┌────────

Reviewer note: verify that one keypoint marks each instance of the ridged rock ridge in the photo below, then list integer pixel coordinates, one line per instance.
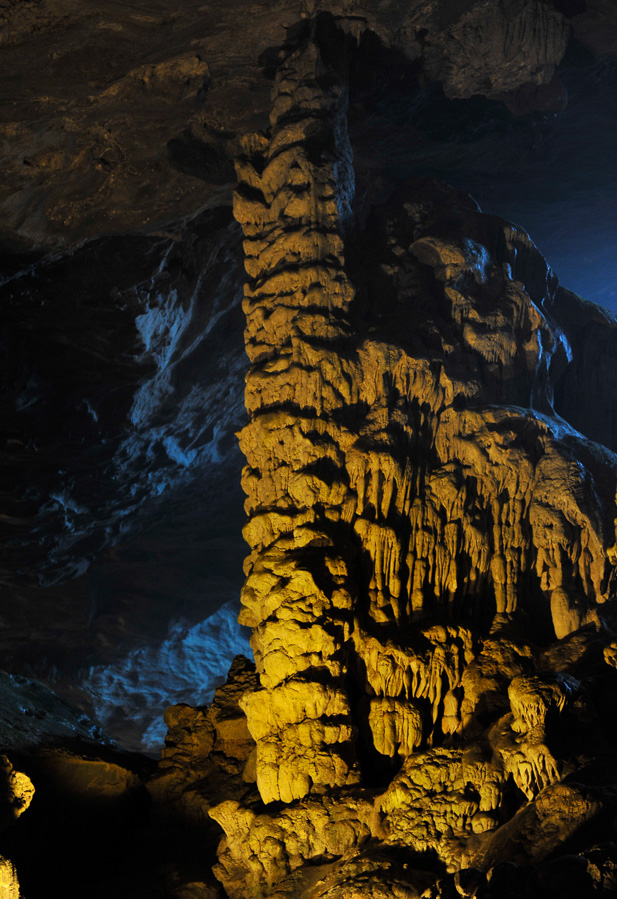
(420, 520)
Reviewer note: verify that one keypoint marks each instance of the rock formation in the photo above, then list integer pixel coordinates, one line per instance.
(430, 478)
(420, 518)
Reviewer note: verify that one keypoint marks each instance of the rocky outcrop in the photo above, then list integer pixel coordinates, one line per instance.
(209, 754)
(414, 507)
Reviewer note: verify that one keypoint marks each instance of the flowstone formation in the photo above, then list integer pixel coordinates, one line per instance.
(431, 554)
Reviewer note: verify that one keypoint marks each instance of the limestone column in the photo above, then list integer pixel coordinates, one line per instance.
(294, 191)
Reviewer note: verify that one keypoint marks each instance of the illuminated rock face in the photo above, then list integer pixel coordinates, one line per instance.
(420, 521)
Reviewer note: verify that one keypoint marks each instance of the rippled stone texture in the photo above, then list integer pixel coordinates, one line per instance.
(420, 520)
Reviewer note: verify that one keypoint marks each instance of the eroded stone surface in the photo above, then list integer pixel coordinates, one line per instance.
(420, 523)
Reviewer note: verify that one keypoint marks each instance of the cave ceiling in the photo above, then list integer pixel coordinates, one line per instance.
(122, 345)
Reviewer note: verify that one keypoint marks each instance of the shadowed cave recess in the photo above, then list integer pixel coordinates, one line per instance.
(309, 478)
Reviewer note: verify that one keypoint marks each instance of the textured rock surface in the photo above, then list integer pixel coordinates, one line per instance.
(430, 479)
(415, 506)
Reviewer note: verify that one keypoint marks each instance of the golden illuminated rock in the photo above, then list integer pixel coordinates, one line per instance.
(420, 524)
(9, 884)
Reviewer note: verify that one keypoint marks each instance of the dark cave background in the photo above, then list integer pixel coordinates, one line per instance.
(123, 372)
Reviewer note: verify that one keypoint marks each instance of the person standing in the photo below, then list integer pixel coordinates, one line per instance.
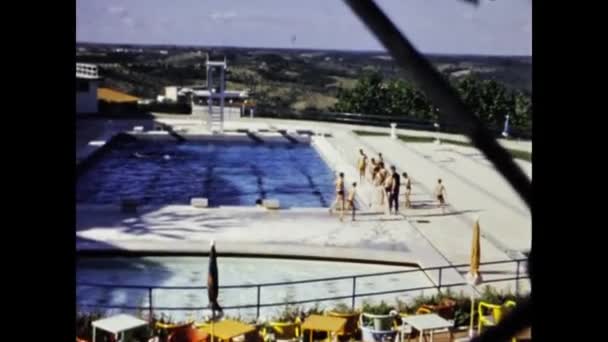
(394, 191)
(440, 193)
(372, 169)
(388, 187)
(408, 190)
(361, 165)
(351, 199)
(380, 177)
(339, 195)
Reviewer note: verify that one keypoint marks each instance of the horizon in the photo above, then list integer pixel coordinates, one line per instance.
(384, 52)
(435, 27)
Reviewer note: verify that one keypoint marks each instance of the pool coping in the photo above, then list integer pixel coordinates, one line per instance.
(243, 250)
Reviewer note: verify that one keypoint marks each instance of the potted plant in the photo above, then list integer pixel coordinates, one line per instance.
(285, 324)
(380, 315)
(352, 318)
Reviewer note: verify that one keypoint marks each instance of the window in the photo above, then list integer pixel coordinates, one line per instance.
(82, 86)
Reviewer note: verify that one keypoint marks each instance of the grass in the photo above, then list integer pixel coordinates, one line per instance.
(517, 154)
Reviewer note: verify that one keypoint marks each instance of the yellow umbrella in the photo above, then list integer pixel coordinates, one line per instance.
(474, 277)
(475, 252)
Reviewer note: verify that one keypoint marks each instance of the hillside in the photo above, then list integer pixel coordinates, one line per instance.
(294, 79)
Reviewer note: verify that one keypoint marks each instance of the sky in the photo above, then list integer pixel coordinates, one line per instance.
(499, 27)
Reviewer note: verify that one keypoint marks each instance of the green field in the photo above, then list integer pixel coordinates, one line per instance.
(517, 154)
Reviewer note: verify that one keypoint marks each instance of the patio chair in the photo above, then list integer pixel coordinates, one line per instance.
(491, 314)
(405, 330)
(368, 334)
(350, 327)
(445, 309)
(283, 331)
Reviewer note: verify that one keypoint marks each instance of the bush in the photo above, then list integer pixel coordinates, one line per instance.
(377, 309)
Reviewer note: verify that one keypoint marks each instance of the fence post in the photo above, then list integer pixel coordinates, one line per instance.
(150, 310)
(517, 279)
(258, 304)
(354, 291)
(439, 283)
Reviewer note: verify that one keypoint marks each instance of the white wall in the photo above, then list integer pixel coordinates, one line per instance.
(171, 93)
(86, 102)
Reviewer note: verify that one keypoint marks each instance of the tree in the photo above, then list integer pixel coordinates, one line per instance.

└────────
┌────────

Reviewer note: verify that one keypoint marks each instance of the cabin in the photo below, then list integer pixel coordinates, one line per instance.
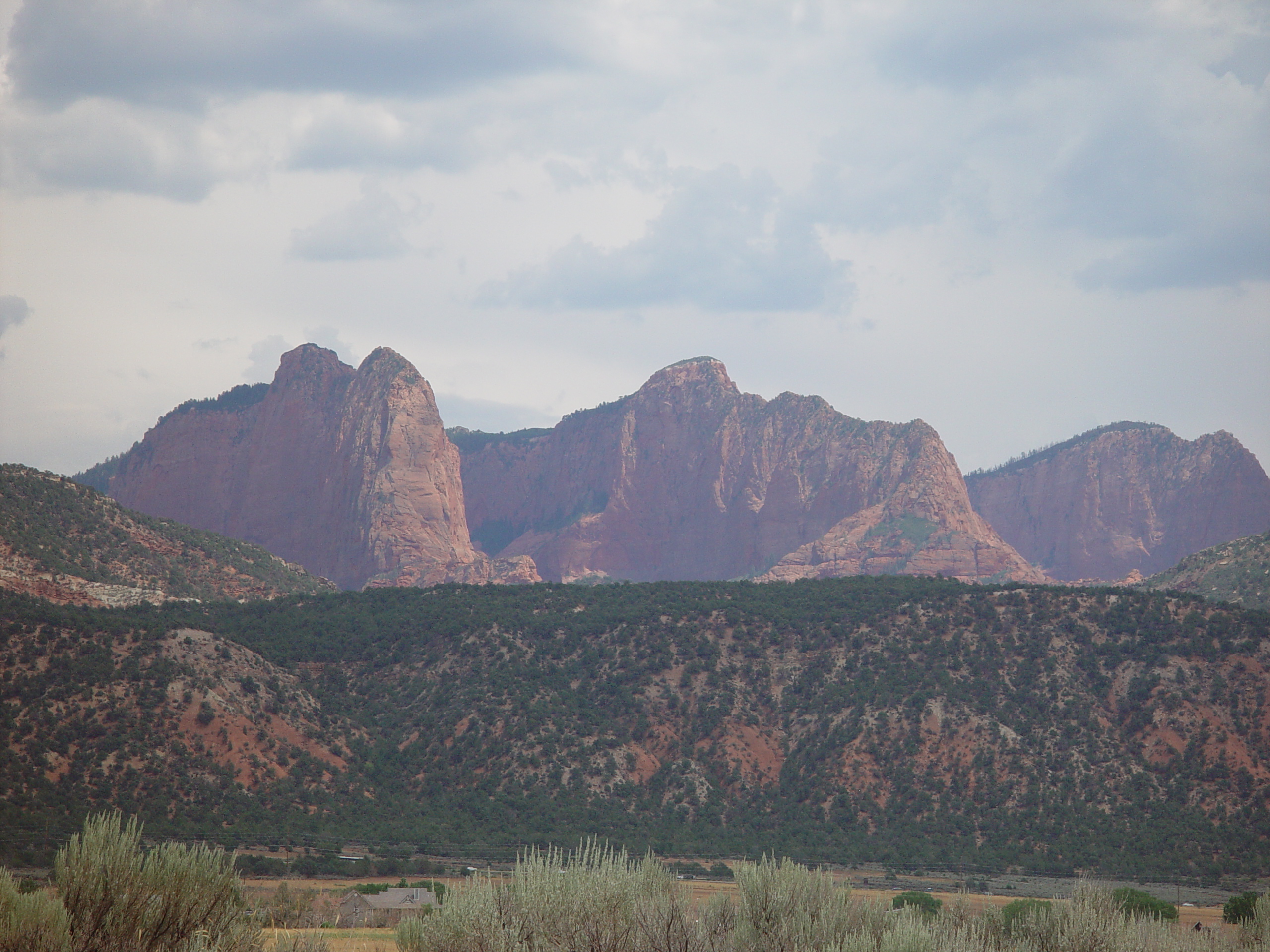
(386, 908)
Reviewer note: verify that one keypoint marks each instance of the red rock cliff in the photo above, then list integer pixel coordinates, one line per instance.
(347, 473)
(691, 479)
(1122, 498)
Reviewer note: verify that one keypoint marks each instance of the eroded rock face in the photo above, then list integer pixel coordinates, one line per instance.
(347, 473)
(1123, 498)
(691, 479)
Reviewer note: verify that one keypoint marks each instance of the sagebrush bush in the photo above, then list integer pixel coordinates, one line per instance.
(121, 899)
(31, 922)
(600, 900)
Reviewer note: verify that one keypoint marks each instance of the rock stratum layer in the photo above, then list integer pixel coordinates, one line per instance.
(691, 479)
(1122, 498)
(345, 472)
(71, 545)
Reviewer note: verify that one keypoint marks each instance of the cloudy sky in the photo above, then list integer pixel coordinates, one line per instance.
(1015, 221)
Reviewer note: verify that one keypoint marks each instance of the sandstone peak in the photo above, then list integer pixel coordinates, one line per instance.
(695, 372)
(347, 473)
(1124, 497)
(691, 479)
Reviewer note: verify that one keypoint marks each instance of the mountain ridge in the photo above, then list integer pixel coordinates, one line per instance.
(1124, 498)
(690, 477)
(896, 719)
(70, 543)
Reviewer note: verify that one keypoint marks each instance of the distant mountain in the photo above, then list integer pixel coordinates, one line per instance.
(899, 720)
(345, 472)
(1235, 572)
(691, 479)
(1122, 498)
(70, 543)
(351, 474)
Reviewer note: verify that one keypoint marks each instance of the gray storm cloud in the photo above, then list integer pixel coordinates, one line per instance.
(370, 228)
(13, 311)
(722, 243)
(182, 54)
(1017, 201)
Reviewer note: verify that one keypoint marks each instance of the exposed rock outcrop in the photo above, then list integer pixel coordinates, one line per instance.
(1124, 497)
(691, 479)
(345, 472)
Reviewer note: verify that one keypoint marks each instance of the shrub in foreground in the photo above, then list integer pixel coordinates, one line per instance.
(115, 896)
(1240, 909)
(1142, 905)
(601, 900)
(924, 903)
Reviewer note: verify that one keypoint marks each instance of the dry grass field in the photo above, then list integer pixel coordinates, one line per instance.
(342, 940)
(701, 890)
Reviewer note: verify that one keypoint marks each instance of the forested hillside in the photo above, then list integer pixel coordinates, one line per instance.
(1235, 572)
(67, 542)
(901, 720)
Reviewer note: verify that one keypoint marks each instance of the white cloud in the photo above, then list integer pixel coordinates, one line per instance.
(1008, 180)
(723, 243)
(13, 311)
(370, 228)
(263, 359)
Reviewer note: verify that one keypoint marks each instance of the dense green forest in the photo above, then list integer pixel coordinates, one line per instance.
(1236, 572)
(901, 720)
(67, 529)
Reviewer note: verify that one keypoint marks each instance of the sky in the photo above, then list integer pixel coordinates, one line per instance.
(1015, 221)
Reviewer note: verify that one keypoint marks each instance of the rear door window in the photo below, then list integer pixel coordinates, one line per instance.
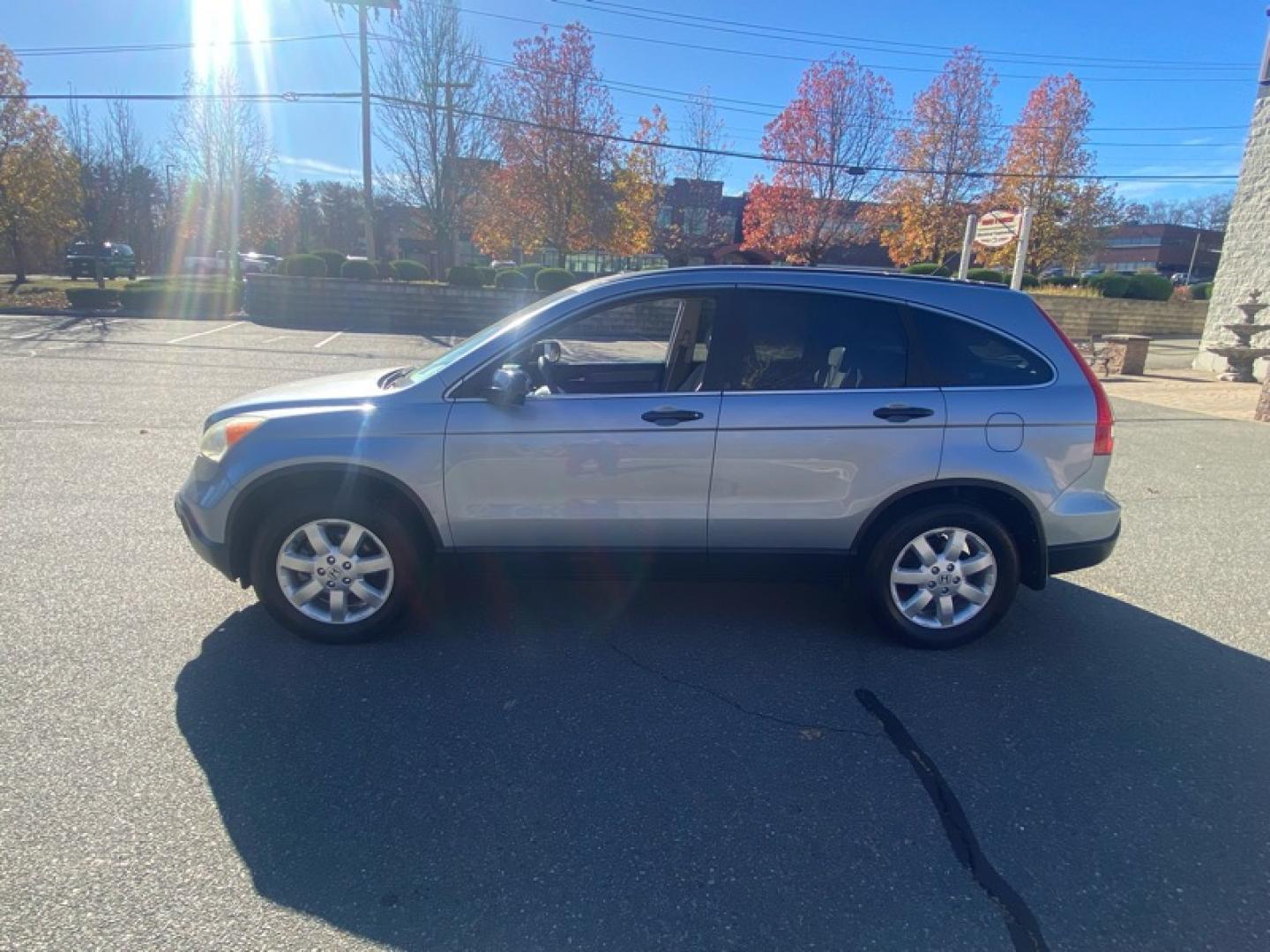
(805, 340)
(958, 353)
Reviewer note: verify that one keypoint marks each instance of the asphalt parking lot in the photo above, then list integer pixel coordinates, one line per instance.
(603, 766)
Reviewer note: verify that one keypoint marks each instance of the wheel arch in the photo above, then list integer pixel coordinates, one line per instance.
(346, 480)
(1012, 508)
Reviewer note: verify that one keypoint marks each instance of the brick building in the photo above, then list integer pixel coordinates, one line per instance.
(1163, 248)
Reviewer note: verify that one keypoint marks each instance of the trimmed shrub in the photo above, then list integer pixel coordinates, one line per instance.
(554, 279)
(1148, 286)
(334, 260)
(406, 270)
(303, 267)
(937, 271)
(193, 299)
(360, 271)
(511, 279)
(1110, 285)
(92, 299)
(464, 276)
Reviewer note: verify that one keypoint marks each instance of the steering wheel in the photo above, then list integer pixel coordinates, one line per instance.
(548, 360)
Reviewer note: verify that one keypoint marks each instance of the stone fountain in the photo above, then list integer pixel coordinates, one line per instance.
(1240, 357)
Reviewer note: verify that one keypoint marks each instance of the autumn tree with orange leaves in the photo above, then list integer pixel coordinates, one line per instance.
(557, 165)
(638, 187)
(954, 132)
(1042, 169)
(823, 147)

└────────

▸ **BRIEF**: Collect every line of the records above that contains the string "pool", treating uppercase and lowercase as distinct. Case counts.

▸ **WRITTEN ANSWER**:
Reviewer note: verify that one keypoint marks each instance of the pool coping in the photo above, then list integer pixel coordinates, one line per instance.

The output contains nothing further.